------ Artigo

O governador Renato Casagrande (PSB) finalmente apareceu na campanha eleitoral de 2024, e em grande estilo, apoiando a candidatura do prefeito de Cariacica e candidato à reeleição, Euclério Sampaio (MDB), na inauguração do comitê do candidato, um ato que reuniu centenas de pessoas. Casagrande nunca escondeu que Euclério e Arnaldo Borgo (Podemos) são dois candidatos que dese ver reeleitos, por serem aliados fiéis, por governarem, respectivamente, o terceiro e o segundo colégio eleitoral do Espírito Santo, e, em razão disso, receberem grandes repasses de recursos estaduais para obras e serviços.
Casagrande é personagem certo no palanque de Arnaldo, em Vila Velha, como o foi no de Euclério. Ele quer dar demonstrações inequívocas de sua opção ao eleitorado desses municípios, procurando, assim, fortalecer as candidaturas de seus aliados. Isso poderá gerar cobranças por parte de outros aliados importantes do governador, como o prefeito da Serra, Sérgio Vidigal (PDT) , que luta para emplacar seu candidato, Weverson Meirelles (PDT), ex-secretário de Turismo de Casagrande neste mandato, no segundo turno da eleição para a Prefeitura da Serra. No maior colégio eleitoral do Espírito Santo, Weverson amarga, segundo as últimas pesquisas, menos de dois dígitos de intenções de votos, apesar da grande aprovação de Vidigal, seu padrinho político.
Meireles enfrenta uma campanha dura, tendo como principais oponentes o ex-prefeito Audifax Barcelos (PP) e o deputado estadual Pablo Muribeca (Republicanos). Para Vidigal, tão importante quanto eleger Weverson seu sucessor, é manter-se como um player no cenário político estadual, condição hoje totalmente ligada ao sucesso eleitoral de seu candidato. Vidigal é aliado de primeira hora de Casagrande e, por certo, irá exigir do governador uma atenção especial a seu candidato, haja vista que os demais, Audifax e Muribeca, se colocam em um campo de oposição ao Palácio Anchieta.
Na medida em que Casagrande for se movimentando nos 78 Municípios, ou naqueles que optar por se movimentar, outros atritos poderão ocorrer no contexto do amplo e heterodoxo arco de forças políticas que o elegeu e garante sua governabilidade. O caso do Partido dos Trabalhadores é um dos mais exemplares. Apesar de exercer, pela quinta vez neste século, a presidência da República, o PT capixaba, que já governou o Estado e cidades importantes como Vitória, Cariacica, Colatina e Cachoeiro, optou por desempenhar um papel de ator coadjuvante de todo o jogo político estadual, subordinando-se ao projeto político da dupla Paulo Hartung (sem partido) e Renato Casagrande (PSB), que governam o Estado desde janeiro de 2003.

------------
------ Material apresentado

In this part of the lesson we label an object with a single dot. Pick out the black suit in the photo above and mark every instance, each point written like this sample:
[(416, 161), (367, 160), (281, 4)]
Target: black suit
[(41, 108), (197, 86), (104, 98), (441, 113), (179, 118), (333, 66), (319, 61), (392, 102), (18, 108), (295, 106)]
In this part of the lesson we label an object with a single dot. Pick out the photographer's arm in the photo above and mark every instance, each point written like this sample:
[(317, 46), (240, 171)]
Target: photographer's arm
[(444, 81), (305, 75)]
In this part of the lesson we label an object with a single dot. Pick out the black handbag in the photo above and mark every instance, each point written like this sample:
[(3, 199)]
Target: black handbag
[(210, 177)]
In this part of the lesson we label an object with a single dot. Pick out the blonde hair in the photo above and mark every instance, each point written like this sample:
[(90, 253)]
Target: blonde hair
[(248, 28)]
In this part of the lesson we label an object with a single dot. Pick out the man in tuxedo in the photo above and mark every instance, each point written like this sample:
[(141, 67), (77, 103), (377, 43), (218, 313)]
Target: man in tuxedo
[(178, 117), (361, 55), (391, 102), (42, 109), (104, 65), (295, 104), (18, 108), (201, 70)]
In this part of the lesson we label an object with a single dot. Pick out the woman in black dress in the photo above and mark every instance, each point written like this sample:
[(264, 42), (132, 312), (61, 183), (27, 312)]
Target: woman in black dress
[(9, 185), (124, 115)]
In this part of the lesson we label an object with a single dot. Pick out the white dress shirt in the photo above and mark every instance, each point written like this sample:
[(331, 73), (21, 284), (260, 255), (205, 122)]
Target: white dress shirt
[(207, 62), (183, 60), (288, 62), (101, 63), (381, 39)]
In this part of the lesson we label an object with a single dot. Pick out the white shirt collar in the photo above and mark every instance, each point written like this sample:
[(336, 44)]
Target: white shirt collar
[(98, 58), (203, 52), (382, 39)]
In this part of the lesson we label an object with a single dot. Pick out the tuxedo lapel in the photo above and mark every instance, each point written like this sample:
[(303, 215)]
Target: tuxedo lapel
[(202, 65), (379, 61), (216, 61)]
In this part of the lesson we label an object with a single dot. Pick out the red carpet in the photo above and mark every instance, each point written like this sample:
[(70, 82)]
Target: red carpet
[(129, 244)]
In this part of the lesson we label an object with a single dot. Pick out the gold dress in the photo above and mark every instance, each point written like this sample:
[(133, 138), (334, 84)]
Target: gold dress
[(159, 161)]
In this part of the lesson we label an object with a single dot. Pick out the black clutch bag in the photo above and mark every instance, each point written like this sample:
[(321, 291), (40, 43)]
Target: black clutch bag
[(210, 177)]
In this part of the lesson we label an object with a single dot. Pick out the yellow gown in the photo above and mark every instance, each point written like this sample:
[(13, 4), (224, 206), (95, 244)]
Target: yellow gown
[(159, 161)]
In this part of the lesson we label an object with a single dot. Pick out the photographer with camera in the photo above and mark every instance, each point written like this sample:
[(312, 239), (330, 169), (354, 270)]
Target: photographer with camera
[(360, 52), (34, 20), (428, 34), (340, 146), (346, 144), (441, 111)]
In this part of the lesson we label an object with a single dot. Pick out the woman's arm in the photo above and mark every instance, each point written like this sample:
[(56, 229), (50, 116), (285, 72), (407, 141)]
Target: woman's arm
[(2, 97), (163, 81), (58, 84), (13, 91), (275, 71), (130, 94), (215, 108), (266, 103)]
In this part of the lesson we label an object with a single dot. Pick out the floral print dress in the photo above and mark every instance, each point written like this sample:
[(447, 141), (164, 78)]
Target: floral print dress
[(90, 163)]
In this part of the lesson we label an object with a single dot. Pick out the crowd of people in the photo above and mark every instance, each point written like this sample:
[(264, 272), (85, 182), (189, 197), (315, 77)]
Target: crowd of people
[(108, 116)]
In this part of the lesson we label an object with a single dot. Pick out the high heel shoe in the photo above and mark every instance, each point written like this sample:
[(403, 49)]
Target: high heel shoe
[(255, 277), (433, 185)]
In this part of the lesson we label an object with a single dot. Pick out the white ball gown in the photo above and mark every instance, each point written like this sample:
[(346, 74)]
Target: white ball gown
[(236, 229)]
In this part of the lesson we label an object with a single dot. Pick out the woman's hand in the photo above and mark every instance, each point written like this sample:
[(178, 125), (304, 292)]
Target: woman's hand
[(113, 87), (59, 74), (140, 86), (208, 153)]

------------

Objetivo proposto 1: De acordo com o artigo, quem é o candidato de Sérgio Vidigal à Prefeitura da Serra?
Objetivo proposto 2: Reescreva o trecho do artigo que vai de "O governador Renato" até "obras e serviços.", inclusive, trocando "comitê" por "escritório político".
Objetivo proposto 3: Continue o artigo sobre Renato Casagrande e seus aliados na eleição municipal de 2024 a partir do ponto em que ele termina.
Os dados não são necessários para nada aqui.

Resposta do exercício 1: Weverson Meirelles (PDT).

Resposta do exercício 2:
O governador Renato Casagrande (PSB) finalmente apareceu na campanha eleitoral de 2024, e em grande estilo, apoiando a candidatura do prefeito de Cariacica e candidato à reeleição, Euclério Sampaio (MDB), na inauguração do escritório político do candidato, um ato que reuniu centenas de pessoas. Casagrande nunca escondeu que Euclério e Arnaldo Borgo (Podemos) são dois candidatos que dese ver reeleitos, por serem aliados fiéis, por governarem, respectivamente, o terceiro e o segundo colégio eleitoral do Espírito Santo, e, em razão disso, receberem grandes repasses de recursos estaduais para obras e serviços.

Resposta do exercício 3:
O último posto relevante ocupado por um quadro oriundo do partido, a vice-Governadoria, se deu no primeiro governo de Casagrande, entre 2011 e 2014, exercida por Givaldo Vieira, hoje filiado ao PSB. Nos quatro principais municípios da Grande Vitória, o PT possui candidatos a Prefeito, que disputam contra outros aliados de Casagrande, e a pressão do partido para que o governador assuma uma posição está se tornando crescente. Casagrande a desconsidera, pois analisa os números eleitorais, e observa o pouco capital eleitoral do PT na sequência histórica das últimas eleições, apesar de suas bancadas tanto na Câmara Federal, quanto na Assembleia Legislativa e no Senado. Nos municípios, o PT vem amargando uma lenta diminuição de suas representações parlamentares, além de não governar, hoje, nenhuma das 78 cidades capixabas. Há uma certa expectativa sobre como o partido reagirá aos movimentos de Casagrande nesse processo, especialmente em Vitória, onde o PSB apoia Luiz Paulo Vellozo Lucas (PSDB), dividindo votos com João Coser em um pleito bastante complexo.
Particularmente em Vitória, esperava-se que Casagrande assumisse uma posição firme contra a candidatura do atual prefeito, Lorenzo Pazolini (Republicanos), seu notório desafeto. Ele próprio já sinalizou que, ao menos no primeiro turno, não o fará. As contradições de um campo tão amplo e heterodoxo de forças políticas aliadas a Casagrande, leva a que algumas delas, particularmente o PP, um partido de grande importância no cenário político, esteja participando diretamente da chapa do atual prefeito da capital e candidato à reeleição, tendo indicado a empresária Cris Samorini como vice. Racha na base do governador? Não, apenas uma acomodação de forças em razão da amplitude dessa base e de seu caráter mega plural em termos programáticos, o que eleva o pragmatismo à condição de uma regra pétrea seguida por todas as forças.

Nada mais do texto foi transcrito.